═══ Records to process ═══
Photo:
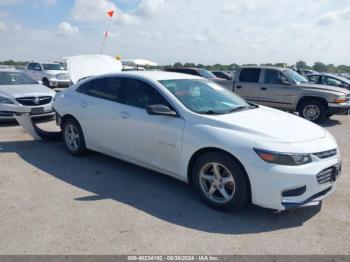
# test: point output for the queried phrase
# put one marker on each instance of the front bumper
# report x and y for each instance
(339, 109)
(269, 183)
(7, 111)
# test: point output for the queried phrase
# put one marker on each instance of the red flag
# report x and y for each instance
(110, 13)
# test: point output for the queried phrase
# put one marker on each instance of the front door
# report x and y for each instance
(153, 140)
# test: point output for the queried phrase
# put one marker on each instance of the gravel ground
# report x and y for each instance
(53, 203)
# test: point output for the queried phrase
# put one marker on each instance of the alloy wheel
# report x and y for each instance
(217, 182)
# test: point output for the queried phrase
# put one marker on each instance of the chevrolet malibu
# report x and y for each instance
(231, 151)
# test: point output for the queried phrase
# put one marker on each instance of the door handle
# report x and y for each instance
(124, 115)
═══
═══ Records to process ═══
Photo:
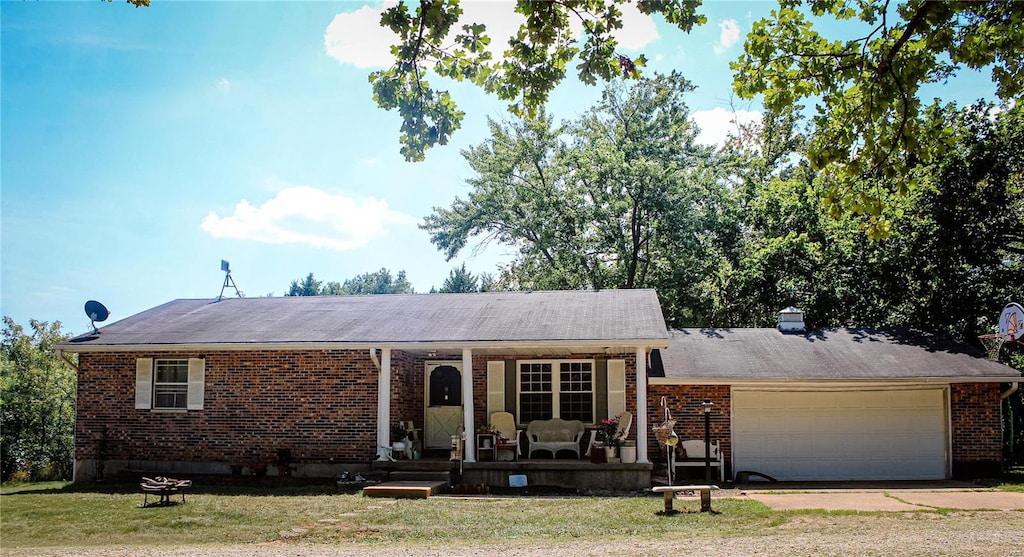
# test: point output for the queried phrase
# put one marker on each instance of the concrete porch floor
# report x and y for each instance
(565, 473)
═══
═══ Records to process ═══
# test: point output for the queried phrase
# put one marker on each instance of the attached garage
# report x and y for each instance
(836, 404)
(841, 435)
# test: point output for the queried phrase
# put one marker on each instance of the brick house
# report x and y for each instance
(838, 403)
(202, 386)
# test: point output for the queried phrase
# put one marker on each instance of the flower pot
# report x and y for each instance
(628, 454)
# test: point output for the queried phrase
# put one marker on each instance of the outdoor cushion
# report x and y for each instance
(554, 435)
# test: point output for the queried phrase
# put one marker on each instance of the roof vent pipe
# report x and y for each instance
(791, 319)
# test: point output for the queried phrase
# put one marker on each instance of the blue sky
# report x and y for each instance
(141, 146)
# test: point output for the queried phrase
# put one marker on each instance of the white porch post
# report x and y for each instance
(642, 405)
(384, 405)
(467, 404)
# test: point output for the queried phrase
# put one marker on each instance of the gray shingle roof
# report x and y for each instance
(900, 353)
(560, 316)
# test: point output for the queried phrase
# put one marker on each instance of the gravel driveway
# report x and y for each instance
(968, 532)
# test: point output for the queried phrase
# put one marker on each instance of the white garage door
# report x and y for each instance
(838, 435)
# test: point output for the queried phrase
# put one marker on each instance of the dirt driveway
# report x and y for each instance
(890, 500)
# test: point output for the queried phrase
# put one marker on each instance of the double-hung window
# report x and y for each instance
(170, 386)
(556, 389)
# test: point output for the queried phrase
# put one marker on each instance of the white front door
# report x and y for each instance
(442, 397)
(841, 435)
═══
Short exercise — Filter the records above, copying out every line that contains the word "front".

Task response —
# put one marker on each instance of the front bumper
# put one marker on each instance of the front door
# put one marker on each instance of the white front door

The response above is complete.